Start of RECORD EXTRACTS

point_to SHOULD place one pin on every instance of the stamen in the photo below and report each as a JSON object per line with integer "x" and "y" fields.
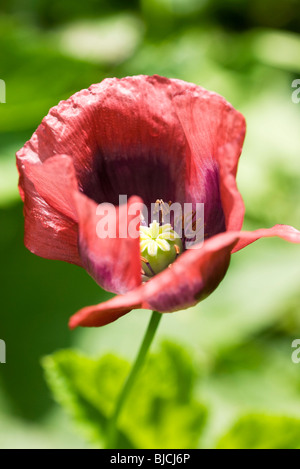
{"x": 177, "y": 249}
{"x": 156, "y": 242}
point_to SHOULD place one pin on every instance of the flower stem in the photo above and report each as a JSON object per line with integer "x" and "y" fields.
{"x": 149, "y": 335}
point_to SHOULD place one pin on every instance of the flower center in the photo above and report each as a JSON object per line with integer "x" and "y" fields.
{"x": 160, "y": 245}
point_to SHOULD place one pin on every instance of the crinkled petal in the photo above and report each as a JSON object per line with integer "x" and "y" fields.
{"x": 194, "y": 275}
{"x": 113, "y": 261}
{"x": 215, "y": 133}
{"x": 286, "y": 232}
{"x": 50, "y": 227}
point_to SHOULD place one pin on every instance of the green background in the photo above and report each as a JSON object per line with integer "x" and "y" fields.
{"x": 233, "y": 351}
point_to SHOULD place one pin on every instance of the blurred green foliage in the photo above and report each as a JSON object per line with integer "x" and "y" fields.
{"x": 235, "y": 386}
{"x": 161, "y": 411}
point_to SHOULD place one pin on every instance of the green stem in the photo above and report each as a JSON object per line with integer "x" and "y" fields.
{"x": 149, "y": 335}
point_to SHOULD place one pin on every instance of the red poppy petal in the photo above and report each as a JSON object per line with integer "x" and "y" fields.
{"x": 215, "y": 133}
{"x": 55, "y": 181}
{"x": 282, "y": 231}
{"x": 190, "y": 279}
{"x": 114, "y": 262}
{"x": 48, "y": 232}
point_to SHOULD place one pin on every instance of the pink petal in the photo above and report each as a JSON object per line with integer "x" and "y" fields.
{"x": 49, "y": 232}
{"x": 191, "y": 278}
{"x": 113, "y": 262}
{"x": 215, "y": 133}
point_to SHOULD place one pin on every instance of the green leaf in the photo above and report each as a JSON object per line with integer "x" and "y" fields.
{"x": 160, "y": 412}
{"x": 262, "y": 432}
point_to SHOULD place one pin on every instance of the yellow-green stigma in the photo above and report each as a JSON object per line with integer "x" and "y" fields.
{"x": 160, "y": 246}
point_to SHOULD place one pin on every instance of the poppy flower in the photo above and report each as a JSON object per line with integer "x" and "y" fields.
{"x": 150, "y": 138}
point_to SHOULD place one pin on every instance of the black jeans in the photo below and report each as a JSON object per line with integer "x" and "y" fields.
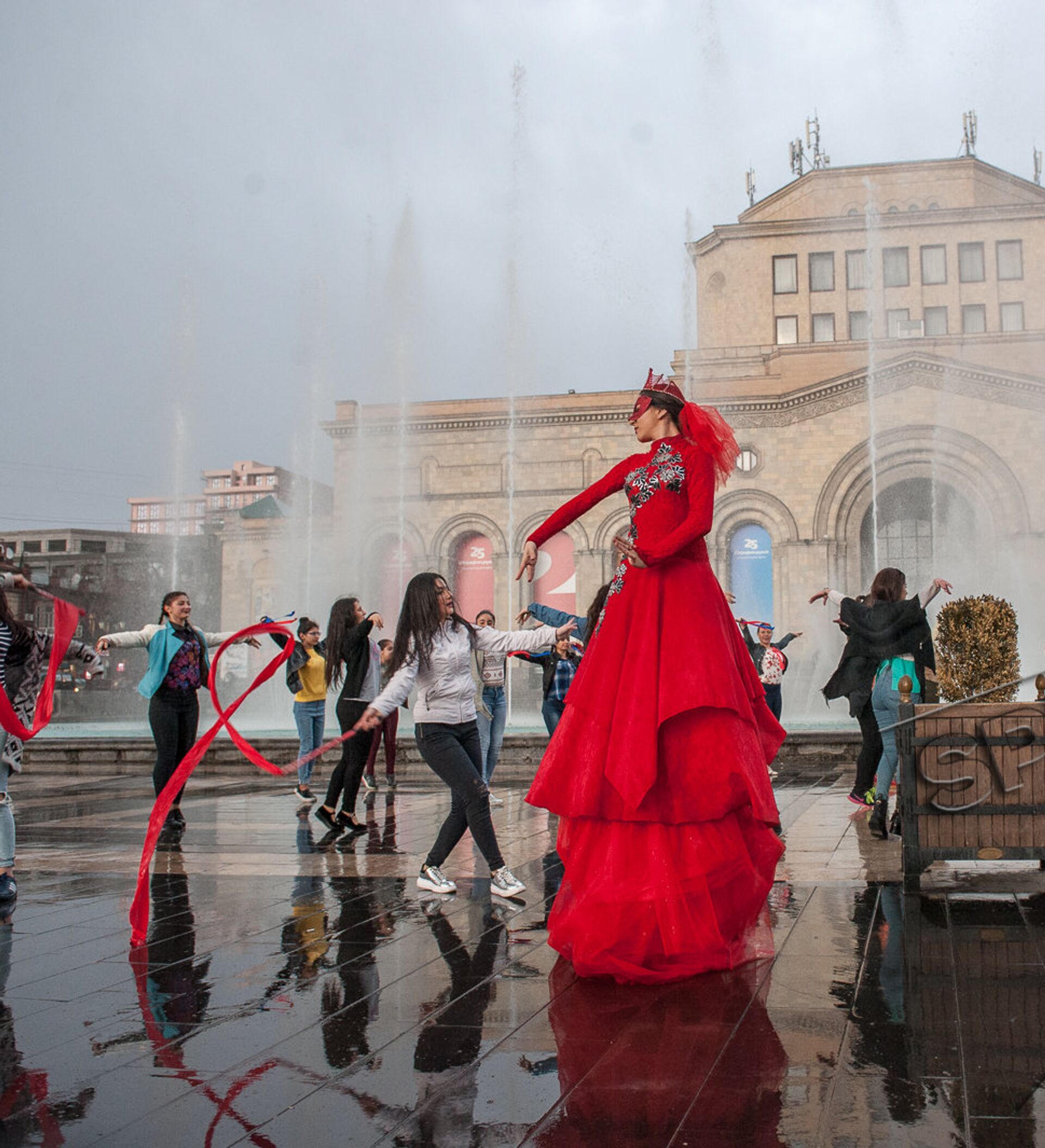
{"x": 348, "y": 773}
{"x": 871, "y": 749}
{"x": 174, "y": 718}
{"x": 455, "y": 756}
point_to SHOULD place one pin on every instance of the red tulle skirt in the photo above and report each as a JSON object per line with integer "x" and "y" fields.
{"x": 659, "y": 773}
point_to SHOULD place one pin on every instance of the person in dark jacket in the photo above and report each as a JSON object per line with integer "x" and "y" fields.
{"x": 354, "y": 663}
{"x": 888, "y": 638}
{"x": 307, "y": 681}
{"x": 758, "y": 652}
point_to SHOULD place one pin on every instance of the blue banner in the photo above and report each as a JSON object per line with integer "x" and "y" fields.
{"x": 751, "y": 572}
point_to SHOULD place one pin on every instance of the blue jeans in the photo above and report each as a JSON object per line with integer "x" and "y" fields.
{"x": 7, "y": 819}
{"x": 551, "y": 711}
{"x": 886, "y": 703}
{"x": 492, "y": 729}
{"x": 310, "y": 718}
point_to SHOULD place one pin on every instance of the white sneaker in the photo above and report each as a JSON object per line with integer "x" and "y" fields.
{"x": 505, "y": 883}
{"x": 430, "y": 879}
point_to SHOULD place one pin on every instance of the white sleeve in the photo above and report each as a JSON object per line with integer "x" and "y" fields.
{"x": 492, "y": 641}
{"x": 398, "y": 689}
{"x": 129, "y": 640}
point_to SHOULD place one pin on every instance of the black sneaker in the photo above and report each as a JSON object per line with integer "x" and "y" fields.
{"x": 329, "y": 819}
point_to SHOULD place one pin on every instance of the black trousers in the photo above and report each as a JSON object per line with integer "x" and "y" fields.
{"x": 348, "y": 773}
{"x": 871, "y": 749}
{"x": 174, "y": 718}
{"x": 454, "y": 755}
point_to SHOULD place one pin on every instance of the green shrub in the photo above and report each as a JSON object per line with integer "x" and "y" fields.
{"x": 976, "y": 648}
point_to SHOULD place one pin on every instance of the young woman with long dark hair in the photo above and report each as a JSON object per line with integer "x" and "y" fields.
{"x": 657, "y": 768}
{"x": 24, "y": 655}
{"x": 354, "y": 664}
{"x": 888, "y": 636}
{"x": 307, "y": 681}
{"x": 179, "y": 666}
{"x": 433, "y": 652}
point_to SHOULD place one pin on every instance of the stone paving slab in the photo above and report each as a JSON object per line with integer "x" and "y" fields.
{"x": 297, "y": 989}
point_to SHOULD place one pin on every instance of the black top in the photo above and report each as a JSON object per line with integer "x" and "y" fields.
{"x": 875, "y": 634}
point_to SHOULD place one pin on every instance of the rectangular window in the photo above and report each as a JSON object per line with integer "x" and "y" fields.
{"x": 1010, "y": 260}
{"x": 1012, "y": 316}
{"x": 787, "y": 330}
{"x": 785, "y": 275}
{"x": 894, "y": 319}
{"x": 822, "y": 271}
{"x": 970, "y": 263}
{"x": 823, "y": 329}
{"x": 895, "y": 273}
{"x": 856, "y": 270}
{"x": 934, "y": 264}
{"x": 973, "y": 319}
{"x": 859, "y": 325}
{"x": 936, "y": 320}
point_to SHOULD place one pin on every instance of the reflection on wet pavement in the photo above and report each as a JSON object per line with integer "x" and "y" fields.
{"x": 297, "y": 987}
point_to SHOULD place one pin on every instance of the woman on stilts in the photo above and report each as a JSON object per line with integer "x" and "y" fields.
{"x": 433, "y": 652}
{"x": 659, "y": 766}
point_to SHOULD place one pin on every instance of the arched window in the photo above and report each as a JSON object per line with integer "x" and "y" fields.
{"x": 751, "y": 572}
{"x": 472, "y": 577}
{"x": 555, "y": 579}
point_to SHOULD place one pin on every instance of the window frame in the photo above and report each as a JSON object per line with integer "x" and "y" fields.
{"x": 933, "y": 247}
{"x": 777, "y": 322}
{"x": 972, "y": 245}
{"x": 1012, "y": 243}
{"x": 826, "y": 256}
{"x": 892, "y": 251}
{"x": 794, "y": 291}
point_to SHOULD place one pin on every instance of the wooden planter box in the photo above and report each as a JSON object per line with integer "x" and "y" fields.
{"x": 972, "y": 785}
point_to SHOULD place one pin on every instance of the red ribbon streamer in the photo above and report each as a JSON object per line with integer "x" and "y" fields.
{"x": 66, "y": 620}
{"x": 139, "y": 914}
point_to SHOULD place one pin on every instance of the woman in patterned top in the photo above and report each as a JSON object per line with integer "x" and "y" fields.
{"x": 657, "y": 768}
{"x": 24, "y": 655}
{"x": 179, "y": 666}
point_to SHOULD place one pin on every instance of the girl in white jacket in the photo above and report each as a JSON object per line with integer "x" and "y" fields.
{"x": 433, "y": 652}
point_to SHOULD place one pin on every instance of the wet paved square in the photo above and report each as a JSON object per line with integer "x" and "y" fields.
{"x": 298, "y": 990}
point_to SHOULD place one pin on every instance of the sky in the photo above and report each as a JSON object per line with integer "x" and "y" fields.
{"x": 218, "y": 218}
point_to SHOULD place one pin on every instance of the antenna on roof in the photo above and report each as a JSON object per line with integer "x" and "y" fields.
{"x": 812, "y": 140}
{"x": 968, "y": 132}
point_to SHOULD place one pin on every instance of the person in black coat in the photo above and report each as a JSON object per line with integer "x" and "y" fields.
{"x": 887, "y": 638}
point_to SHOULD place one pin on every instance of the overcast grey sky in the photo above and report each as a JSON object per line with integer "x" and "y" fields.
{"x": 200, "y": 200}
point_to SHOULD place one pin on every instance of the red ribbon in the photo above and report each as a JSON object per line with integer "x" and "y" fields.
{"x": 66, "y": 620}
{"x": 139, "y": 913}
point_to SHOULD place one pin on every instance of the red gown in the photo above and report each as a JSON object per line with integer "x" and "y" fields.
{"x": 657, "y": 768}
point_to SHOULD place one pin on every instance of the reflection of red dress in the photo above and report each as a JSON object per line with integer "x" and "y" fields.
{"x": 659, "y": 766}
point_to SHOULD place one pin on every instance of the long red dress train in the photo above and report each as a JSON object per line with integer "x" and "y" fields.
{"x": 659, "y": 766}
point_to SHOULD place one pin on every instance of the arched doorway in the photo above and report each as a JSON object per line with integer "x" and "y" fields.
{"x": 918, "y": 526}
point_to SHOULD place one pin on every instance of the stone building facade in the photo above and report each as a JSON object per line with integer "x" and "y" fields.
{"x": 875, "y": 337}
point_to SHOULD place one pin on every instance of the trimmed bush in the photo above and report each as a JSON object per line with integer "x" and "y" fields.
{"x": 976, "y": 648}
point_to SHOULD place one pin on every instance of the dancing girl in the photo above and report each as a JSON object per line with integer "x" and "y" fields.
{"x": 307, "y": 681}
{"x": 354, "y": 663}
{"x": 433, "y": 652}
{"x": 24, "y": 655}
{"x": 179, "y": 666}
{"x": 888, "y": 636}
{"x": 659, "y": 766}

End of RECORD EXTRACTS

Convert the items from the line containing "the arched doorway" through the end of the items into a numbered list, leaving out blank lines.

RESULT OF THE EXERCISE>
1. point_to SHOULD place one pin on every instance of the arched doorway in the photo above and report each as a JSON object per line with integer "x" and "y" fields.
2. {"x": 918, "y": 526}
3. point_to SHOULD place one pin on every instance of the stone building facade in the photo above and report each as a JSON object per line with integer "x" and "y" fields.
4. {"x": 875, "y": 337}
5. point_to SHOULD place one pin on every instance of the trimmed bush in the photo above and report each as a JSON object per line with integer "x" and "y" fields.
6. {"x": 976, "y": 648}
7. point_to SHOULD place one pin on every instance of the dancing girl in the photo above and report each as a JSON object per line with integer "x" and "y" fields.
8. {"x": 307, "y": 681}
9. {"x": 354, "y": 663}
10. {"x": 433, "y": 652}
11. {"x": 24, "y": 655}
12. {"x": 179, "y": 666}
13. {"x": 888, "y": 636}
14. {"x": 659, "y": 766}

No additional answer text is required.